+++ DATASET EXCERPTS
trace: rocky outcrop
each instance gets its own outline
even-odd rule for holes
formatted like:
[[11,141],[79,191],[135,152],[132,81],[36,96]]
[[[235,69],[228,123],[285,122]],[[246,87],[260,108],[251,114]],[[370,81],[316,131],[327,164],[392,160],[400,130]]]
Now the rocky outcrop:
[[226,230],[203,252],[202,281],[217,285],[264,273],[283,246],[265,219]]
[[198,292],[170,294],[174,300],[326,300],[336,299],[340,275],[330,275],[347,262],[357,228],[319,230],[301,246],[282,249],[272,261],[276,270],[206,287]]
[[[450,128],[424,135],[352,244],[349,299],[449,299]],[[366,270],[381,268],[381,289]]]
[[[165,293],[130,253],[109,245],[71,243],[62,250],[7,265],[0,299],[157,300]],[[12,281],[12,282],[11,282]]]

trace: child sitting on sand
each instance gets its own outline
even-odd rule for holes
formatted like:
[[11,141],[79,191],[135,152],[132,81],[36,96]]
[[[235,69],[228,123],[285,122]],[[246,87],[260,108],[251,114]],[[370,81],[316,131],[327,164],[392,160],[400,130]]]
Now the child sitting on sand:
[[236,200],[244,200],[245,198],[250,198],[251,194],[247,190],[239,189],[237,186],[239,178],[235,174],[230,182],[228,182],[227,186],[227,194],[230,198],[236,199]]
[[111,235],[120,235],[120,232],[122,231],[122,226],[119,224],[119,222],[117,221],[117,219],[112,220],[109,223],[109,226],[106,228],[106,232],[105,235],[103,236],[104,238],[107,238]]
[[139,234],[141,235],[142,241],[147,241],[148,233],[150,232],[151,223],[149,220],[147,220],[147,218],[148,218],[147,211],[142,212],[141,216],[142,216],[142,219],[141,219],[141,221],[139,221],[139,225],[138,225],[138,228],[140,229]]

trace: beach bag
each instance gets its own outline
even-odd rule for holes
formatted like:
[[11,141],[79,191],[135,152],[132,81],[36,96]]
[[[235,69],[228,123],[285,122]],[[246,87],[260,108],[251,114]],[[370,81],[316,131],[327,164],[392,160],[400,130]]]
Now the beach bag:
++++++
__WHAT IS NEEDED__
The records above should be given again in full, exactly as written.

__SOLVED EXERCISE__
trace: rocky outcrop
each instance gets its own outline
even-odd rule for holes
formatted like:
[[11,141],[79,191],[135,152],[132,81],[36,96]]
[[[235,69],[228,123],[285,122]],[[246,87],[260,108],[251,114]],[[370,81],[316,131],[327,164],[392,160],[400,130]]]
Now the rocky outcrop:
[[226,230],[203,252],[202,281],[217,285],[264,273],[283,246],[265,219]]
[[198,292],[170,294],[174,300],[326,300],[336,299],[340,275],[330,275],[347,262],[357,228],[319,230],[301,246],[282,249],[272,261],[276,270],[206,287]]
[[[450,128],[424,135],[352,244],[349,299],[449,299]],[[366,270],[381,268],[381,289]]]
[[[165,293],[130,253],[109,245],[71,243],[62,250],[7,265],[0,299],[157,300]],[[12,281],[12,282],[11,282]]]

trace: child sitting on sand
each instance gets its own outline
even-odd rule for holes
formatted like:
[[11,141],[79,191],[135,152],[132,81],[36,96]]
[[[235,69],[228,123],[285,122]],[[246,87],[260,108],[251,114]],[[370,81],[316,131],[327,164],[392,160],[400,130]]]
Now the child sitting on sand:
[[236,200],[244,200],[245,198],[250,198],[251,194],[247,190],[239,189],[237,186],[239,178],[235,174],[230,182],[228,182],[227,186],[227,194],[230,198],[236,199]]
[[111,235],[120,235],[120,232],[122,231],[122,226],[119,224],[119,222],[117,221],[117,219],[112,220],[109,223],[109,226],[106,228],[106,232],[105,235],[103,236],[104,238],[107,238]]
[[139,234],[141,235],[142,241],[147,241],[148,233],[150,232],[151,223],[149,220],[147,220],[147,218],[148,218],[147,211],[142,212],[141,216],[142,216],[142,219],[141,219],[141,221],[139,221],[139,225],[138,225],[138,228],[140,229]]

trace: beach bag
each instance gets its own outline
even-odd rule for holes
formatted like:
[[11,141],[79,191],[135,152],[132,81],[36,96]]
[[[235,69],[228,123],[285,122]],[[246,87],[260,108],[251,114]],[[370,81],[316,131],[327,164],[392,160],[400,130]]]
Now the beach bag:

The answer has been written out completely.